Your objective ▸ Quote all of the data that follows exactly as written, skipping the images.

(Point-per-instance localization data)

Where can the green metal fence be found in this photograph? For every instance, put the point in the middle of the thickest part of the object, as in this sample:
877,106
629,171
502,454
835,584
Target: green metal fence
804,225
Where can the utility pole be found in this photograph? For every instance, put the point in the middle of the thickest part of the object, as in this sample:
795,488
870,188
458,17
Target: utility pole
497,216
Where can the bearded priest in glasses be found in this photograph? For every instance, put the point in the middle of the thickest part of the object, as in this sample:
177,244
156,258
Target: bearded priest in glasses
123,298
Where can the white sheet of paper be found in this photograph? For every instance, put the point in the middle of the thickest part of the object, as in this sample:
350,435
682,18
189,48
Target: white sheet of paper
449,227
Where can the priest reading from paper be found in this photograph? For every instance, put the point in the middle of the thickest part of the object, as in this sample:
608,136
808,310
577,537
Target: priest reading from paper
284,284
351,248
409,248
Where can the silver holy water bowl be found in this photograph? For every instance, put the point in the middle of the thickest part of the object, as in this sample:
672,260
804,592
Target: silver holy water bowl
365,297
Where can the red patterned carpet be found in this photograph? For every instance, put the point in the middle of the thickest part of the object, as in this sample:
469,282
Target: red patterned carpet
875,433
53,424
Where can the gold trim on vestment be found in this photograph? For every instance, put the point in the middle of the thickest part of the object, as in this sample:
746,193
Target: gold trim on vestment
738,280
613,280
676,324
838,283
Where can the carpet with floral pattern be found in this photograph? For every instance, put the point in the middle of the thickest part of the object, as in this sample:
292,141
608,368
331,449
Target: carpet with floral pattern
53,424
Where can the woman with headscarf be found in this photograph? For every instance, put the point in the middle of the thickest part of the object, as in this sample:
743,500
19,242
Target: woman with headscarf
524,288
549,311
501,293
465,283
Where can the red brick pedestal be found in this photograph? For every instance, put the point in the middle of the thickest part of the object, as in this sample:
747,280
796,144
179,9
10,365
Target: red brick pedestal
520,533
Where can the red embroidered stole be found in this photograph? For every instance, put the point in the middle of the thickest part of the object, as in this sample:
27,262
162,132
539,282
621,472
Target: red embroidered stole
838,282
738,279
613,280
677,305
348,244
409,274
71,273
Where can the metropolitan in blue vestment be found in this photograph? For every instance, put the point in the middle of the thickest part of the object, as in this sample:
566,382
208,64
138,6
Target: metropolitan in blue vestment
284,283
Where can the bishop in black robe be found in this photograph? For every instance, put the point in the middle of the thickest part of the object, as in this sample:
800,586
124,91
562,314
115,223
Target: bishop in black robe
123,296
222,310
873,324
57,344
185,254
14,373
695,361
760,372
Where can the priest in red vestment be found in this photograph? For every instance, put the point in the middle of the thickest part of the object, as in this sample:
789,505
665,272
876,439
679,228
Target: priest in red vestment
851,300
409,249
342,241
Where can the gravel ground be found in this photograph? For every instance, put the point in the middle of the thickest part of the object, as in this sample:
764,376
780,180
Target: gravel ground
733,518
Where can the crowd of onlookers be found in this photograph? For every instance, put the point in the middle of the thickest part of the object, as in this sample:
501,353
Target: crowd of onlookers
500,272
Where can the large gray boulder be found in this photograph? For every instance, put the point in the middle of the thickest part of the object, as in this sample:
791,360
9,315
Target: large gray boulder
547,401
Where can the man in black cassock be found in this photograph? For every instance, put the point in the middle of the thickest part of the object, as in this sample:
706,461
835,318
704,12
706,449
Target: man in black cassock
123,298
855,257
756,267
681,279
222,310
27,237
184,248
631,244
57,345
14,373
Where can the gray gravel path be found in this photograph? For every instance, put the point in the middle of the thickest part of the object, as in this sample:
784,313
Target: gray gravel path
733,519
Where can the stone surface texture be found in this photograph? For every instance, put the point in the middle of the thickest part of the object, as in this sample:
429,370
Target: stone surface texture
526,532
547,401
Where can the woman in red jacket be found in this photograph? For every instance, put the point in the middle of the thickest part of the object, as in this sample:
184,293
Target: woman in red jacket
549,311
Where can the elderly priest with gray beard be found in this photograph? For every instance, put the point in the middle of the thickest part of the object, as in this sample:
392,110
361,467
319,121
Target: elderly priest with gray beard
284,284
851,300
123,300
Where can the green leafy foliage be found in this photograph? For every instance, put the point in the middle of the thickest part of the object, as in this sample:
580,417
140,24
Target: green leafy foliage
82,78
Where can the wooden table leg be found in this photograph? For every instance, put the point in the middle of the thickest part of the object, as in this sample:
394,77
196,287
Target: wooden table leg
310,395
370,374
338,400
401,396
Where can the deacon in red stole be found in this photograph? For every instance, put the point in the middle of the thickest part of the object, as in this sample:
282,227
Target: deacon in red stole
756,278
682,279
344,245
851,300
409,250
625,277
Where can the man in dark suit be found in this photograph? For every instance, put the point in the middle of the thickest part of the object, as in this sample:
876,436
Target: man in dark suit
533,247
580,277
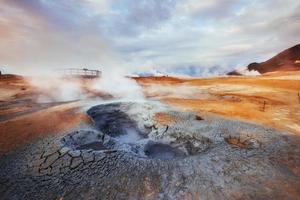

Task result ▸
Where can the green metal fence be found in this photograph? For every instance, put the point in the middle of the thickest part of the object, as in this sample:
877,106
629,171
502,454
835,584
Target: green metal fence
804,225
Where can the utility pole be found in this photograph? For every instance, put the point in the middle of the thickest part of the object, as in this sample:
795,488
870,188
458,17
Target: utility pole
497,216
Where can the bearded priest in glasses be found in this photograph? For every instance, put the point in the middle of the thickest part of the object, as in this sample:
177,244
156,258
Target: bearded priest in glasses
123,298
Where can the white sheet of paper be found in this photograph? For every instance, put the point in the middle of the thickest part of the object, as in this sample:
350,435
682,18
189,48
Target: white sheet of paper
449,227
Where can the priest reading from paper be found in this photograph? For every instance, put the point in the middle of the thickest part of the object, as in this sample:
608,136
808,310
577,537
Target: priest reading from paper
284,284
351,248
409,248
Where can the silver holy water bowl be found in this photograph? For every instance, put the point in the middle of the thickest part of the object, as in this sample:
672,260
804,592
Target: silver holy water bowl
365,297
Where can the red patterned carpet be found in this photograph? For every instance, put the point in the middle of the thickest part of the object, as in this sample:
469,282
Target: red patterned carpet
875,433
53,424
Where can the gold trim on vestment be found in this photograph? For every instance, put the point in the middle of the thickest part of the object, as in this sample:
746,193
Target: gold trim on vestment
738,280
613,280
676,324
838,283
Where can the carpet with floral pattern be found in this photograph? For every instance, put the point in the middle of the thickest part of the object, as in this sample:
292,141
608,368
331,449
Target: carpet with floral pattern
53,424
Where can the woman with headscarf be found in this photograph? For every instance, put the point in the middle of the thickest part of the object, as in this sample:
743,500
19,242
Target: woman with headscarf
524,288
549,311
501,293
465,283
Where can the red brick pedestal be found in this photograph? For every instance, put the point in the middle of the thickest part of the object, as in this sample:
747,280
796,144
179,9
10,365
Target: red brick pedestal
520,533
Where can the red embroidered stole be found in this photograph? For every instance, put the point in the middle of the thickest part of the object, as in this sample:
27,262
162,132
539,282
621,472
Target: red embroidered stole
838,282
738,279
613,280
677,305
348,244
409,274
71,273
Where can the metropolitan in blue vestment be found in this photograph? For every instance, put the point in the middle of the thickest part of the object, as in this sample:
566,382
208,64
138,6
Target: metropolitan in blue vestment
284,283
Where can the bishop in black robe be found in this photograph? For every instance, put the point in the middle of the thickest part of the object, as in this sample:
800,586
124,91
562,314
115,223
Target: bishop in black robe
123,296
222,310
873,324
57,344
185,254
14,373
695,361
760,372
Where can the priest in red vestment be found in this photograph? For every instance, put the point in the middle of the thickest part of the object, as in this sample:
789,505
665,272
876,439
679,228
Target: priest in red vestment
851,300
409,249
342,241
Where can the gravel ground be found in this photograph? For every instance, put the point in the middle of the thickest part of the object, as in this sample:
764,376
780,180
Target: gravel ground
733,518
Where can the crowd of onlookers be found in this photograph? For every instance, put the point in the middle of the thickest part of the object, as in this sample:
501,353
Target: crowd of onlookers
500,272
Where can the large gray boulder be found in this photograph? For every instance, put the point in the middle of the thickest part of the object, as in this sample:
791,360
9,315
Target: large gray boulder
547,401
Where can the man in black cassock be found in this photograph? For every instance, put the point in the middle of the thickest part of the object, as in this sample:
706,461
835,318
704,12
706,449
Target: man in black cassock
123,298
855,257
756,267
681,279
222,310
27,237
184,248
631,244
57,345
14,373
Where can the gray gravel path be found in this photograph? For every instance, put the point in the middle of the thickest part of the object, as in this sample:
784,313
Target: gray gravel path
733,519
Where can the stone surface texture be found in this photograph? For every instance, put the point in the middle of the thickest part of the object, as in this sample:
429,370
Target: stone surface texture
526,532
547,401
Where can the woman in red jacket be found in this photograph? For every instance, put the point in the middle of the thickest part of the object, as in this sample:
184,293
Target: woman in red jacket
549,311
Where can the elderly priest with gray beard be found in this photograph? For every instance, put the point in the middle of the thickest part of the object, as in this sample:
392,110
361,467
319,121
Target: elderly priest with gray beard
284,284
851,300
123,300
Where can the green leafy foliage be found in this photograph? For every instance, put the point in the middle of the thickest part of the object, as in this sample:
580,417
140,24
Target: green leafy foliage
82,78
Where can the wooden table leg be found in this photograph? For every instance, put the point in the middle of the thickest part of the object, as in this sample:
394,77
196,287
Target: wooden table leg
310,395
370,374
338,400
401,396
Where can the deacon in red stole be found in this photograph? For every instance, put the point in the middle of the thickest part of the object, as in this sample:
282,227
Target: deacon in red stole
756,278
682,279
344,245
851,300
409,250
625,277
Where can the man in dark suit be found in this photograph? For every instance, put the point in the middle of the thickest part of the object, as in this sample:
876,436
Target: man in dark suit
533,247
580,277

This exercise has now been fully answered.